- _DIRECTIONS FOR THIS TASK_
Transcribe only what runs from the line including "Query: garage" through the last line of the entries, exactly as it appears.

- _AVAILABLE DATA_
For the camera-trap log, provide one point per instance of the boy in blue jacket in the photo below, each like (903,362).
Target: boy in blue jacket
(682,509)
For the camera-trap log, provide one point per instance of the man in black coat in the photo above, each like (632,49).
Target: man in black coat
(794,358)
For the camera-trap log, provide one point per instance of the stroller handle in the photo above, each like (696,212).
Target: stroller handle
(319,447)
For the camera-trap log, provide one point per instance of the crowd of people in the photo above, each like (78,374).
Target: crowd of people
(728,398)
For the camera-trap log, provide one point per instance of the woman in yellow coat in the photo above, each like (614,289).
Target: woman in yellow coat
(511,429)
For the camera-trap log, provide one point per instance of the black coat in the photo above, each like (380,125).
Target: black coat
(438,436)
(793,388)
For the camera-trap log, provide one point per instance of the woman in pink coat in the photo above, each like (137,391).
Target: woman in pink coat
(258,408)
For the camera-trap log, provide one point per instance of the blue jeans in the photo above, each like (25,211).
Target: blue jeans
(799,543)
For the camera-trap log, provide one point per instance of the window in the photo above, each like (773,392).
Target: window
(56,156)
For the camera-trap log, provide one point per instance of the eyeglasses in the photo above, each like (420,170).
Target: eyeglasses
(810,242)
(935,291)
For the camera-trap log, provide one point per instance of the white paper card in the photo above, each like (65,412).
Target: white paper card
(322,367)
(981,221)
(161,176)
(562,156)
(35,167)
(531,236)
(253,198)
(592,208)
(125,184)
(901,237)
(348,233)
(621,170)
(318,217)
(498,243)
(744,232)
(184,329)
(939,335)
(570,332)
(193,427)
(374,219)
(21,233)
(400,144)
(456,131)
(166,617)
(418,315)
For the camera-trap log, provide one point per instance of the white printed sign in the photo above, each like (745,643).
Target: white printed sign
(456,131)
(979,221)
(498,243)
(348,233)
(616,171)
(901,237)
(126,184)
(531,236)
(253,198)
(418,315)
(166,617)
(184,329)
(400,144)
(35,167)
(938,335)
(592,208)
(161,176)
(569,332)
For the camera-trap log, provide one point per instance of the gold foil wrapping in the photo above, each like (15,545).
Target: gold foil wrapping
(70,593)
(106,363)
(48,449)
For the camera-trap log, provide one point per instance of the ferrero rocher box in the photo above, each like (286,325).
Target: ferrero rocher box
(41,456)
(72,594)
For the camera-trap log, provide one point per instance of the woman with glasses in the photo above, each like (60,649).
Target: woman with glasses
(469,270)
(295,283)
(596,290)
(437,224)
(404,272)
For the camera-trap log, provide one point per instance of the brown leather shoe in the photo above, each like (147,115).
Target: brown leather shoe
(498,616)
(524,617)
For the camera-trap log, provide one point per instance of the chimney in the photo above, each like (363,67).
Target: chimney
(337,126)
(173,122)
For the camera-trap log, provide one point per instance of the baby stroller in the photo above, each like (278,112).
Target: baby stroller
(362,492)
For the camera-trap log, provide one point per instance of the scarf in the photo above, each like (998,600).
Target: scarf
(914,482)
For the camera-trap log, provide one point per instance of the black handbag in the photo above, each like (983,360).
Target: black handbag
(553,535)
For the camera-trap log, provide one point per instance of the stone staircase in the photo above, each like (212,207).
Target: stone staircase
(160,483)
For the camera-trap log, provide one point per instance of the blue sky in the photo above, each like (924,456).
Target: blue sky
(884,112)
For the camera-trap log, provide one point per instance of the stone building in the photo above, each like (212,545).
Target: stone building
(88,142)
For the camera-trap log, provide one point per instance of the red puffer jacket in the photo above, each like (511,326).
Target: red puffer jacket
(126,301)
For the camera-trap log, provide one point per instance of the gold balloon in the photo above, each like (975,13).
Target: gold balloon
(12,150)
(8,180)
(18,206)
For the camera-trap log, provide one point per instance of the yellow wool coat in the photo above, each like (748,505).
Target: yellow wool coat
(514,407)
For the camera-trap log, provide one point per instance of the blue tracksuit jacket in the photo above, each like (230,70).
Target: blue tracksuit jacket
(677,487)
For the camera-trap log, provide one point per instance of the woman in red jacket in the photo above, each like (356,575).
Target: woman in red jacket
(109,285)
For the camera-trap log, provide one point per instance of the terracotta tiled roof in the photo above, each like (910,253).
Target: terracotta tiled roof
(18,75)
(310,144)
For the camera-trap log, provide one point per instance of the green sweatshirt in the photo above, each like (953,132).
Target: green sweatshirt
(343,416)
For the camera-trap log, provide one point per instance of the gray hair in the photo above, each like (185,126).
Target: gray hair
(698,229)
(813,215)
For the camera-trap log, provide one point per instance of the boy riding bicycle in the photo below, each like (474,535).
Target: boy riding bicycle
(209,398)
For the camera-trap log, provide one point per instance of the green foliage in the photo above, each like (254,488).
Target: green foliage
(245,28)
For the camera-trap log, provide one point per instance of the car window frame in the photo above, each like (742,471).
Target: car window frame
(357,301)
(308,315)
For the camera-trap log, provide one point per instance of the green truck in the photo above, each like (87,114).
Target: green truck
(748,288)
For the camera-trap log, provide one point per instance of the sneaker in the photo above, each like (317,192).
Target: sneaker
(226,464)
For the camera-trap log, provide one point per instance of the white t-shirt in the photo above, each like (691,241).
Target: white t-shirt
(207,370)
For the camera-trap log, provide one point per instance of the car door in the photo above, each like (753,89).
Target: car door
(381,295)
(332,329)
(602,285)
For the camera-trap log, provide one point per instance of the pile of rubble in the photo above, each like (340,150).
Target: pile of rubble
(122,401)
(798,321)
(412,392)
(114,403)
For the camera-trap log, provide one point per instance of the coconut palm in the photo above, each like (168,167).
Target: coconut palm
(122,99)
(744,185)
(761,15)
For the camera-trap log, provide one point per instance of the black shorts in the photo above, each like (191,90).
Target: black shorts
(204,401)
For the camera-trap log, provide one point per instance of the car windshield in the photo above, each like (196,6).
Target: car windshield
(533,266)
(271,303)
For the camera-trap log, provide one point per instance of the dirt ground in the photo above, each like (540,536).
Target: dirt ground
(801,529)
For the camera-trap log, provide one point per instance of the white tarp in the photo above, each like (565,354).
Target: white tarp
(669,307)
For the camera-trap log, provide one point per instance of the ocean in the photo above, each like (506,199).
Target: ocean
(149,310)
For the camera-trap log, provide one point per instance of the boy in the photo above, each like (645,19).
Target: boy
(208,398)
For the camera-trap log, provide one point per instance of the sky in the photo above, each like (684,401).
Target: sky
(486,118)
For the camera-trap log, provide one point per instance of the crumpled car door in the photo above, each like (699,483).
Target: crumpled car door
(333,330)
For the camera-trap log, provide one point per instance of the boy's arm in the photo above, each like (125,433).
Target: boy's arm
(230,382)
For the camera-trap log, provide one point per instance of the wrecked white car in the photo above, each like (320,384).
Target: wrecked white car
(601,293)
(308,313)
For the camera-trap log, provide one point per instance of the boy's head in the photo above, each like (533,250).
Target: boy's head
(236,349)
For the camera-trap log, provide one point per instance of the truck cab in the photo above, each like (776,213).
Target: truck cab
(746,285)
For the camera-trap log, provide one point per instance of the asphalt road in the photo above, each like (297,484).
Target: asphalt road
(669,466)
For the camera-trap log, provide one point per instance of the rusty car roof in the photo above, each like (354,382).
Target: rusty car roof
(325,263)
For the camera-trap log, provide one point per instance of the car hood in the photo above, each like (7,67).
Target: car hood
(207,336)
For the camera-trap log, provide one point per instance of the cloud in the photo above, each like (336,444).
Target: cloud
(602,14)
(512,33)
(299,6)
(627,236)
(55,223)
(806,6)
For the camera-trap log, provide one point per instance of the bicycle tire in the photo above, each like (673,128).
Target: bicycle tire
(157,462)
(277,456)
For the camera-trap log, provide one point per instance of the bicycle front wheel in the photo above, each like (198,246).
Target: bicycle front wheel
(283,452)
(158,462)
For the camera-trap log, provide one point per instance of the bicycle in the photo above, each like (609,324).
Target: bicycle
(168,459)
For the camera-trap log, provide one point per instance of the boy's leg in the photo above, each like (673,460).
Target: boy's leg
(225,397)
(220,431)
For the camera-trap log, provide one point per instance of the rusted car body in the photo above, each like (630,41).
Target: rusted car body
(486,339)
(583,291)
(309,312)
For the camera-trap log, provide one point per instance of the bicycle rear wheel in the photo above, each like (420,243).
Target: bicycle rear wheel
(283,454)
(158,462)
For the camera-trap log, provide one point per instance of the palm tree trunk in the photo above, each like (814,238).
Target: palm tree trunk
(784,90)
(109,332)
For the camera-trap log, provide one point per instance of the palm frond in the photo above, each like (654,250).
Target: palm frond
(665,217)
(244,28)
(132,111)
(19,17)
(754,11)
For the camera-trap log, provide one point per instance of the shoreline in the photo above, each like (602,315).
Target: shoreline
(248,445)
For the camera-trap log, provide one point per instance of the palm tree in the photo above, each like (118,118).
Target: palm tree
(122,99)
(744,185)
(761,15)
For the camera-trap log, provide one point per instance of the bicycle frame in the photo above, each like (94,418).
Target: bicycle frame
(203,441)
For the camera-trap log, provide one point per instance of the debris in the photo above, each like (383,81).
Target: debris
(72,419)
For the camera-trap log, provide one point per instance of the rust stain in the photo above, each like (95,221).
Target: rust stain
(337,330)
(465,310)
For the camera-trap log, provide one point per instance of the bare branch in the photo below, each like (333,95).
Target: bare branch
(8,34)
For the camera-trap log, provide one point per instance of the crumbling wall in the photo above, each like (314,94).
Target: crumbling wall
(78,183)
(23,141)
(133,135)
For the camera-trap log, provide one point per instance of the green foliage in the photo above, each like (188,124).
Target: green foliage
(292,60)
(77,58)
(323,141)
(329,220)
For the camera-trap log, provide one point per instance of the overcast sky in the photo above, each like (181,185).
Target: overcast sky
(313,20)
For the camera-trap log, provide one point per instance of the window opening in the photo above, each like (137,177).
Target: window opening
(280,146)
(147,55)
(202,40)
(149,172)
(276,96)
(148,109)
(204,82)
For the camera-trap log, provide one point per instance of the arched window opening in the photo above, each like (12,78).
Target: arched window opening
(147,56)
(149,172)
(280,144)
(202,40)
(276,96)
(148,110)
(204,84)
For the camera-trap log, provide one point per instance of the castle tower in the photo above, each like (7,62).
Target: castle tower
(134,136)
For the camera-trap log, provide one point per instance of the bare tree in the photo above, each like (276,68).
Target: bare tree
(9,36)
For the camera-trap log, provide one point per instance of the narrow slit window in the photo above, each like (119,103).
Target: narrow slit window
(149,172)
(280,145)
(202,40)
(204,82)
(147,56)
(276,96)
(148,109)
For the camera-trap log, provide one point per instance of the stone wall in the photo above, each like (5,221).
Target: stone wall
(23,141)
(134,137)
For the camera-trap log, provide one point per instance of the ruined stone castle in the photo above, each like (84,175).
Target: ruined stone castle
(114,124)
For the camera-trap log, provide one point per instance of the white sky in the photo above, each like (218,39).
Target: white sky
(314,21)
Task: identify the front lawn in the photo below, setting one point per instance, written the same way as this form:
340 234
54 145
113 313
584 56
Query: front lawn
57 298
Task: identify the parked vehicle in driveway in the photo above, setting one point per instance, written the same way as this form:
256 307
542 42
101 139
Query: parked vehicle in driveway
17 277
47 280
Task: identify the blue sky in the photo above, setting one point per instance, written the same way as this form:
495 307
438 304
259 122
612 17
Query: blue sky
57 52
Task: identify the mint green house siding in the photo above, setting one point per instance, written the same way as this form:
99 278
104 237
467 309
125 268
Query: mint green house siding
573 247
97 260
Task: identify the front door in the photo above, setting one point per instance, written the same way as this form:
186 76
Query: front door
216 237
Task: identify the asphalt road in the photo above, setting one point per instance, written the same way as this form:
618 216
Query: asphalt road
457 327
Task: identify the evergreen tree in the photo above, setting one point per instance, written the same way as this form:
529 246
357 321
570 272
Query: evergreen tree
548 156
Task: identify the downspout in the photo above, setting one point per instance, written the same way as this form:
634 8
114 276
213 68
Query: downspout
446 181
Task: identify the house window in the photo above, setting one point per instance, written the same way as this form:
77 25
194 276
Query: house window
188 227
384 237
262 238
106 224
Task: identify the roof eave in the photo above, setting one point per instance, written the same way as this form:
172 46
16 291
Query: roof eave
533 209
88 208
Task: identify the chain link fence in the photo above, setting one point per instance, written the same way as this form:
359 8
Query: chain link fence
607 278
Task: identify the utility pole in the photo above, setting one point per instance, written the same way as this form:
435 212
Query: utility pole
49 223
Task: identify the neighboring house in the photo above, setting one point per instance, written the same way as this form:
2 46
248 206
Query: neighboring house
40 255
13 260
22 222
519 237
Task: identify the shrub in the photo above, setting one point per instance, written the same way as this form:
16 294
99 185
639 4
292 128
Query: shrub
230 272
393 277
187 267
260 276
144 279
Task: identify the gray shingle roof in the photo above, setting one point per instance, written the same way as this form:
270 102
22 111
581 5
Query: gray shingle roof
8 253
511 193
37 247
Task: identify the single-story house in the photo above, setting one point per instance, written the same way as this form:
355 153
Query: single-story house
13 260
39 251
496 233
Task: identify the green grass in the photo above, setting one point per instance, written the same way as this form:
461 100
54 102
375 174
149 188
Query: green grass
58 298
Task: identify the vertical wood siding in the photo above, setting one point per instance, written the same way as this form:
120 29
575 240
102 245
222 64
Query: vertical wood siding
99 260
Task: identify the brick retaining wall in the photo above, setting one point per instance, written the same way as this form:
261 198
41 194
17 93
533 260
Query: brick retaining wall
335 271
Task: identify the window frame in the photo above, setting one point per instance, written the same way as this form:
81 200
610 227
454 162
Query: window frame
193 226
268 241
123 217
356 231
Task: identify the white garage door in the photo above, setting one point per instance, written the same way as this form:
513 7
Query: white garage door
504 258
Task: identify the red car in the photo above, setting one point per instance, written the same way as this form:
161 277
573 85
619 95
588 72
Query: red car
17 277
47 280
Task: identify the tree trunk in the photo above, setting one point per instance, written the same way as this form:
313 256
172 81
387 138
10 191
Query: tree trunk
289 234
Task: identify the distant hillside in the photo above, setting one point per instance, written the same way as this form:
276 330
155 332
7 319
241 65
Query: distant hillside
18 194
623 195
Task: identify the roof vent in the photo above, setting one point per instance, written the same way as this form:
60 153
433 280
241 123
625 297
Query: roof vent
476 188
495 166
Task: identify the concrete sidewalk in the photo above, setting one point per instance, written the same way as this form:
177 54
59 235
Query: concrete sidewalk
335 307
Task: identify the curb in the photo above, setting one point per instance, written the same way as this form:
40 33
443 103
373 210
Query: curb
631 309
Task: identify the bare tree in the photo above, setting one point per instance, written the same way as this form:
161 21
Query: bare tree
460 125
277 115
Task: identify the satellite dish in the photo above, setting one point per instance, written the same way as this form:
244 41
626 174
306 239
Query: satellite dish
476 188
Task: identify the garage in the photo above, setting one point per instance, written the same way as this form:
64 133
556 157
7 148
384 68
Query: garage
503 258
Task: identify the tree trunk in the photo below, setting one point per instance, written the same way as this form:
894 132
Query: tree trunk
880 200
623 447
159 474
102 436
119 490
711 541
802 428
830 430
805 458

- _REPLY_
Query: garage
503 258
Task: identify the tree trunk in the photo below, setting one point per instance, written the same way as this form:
894 132
Query: tree trunk
880 200
623 447
159 474
102 436
119 490
711 541
802 428
830 430
805 458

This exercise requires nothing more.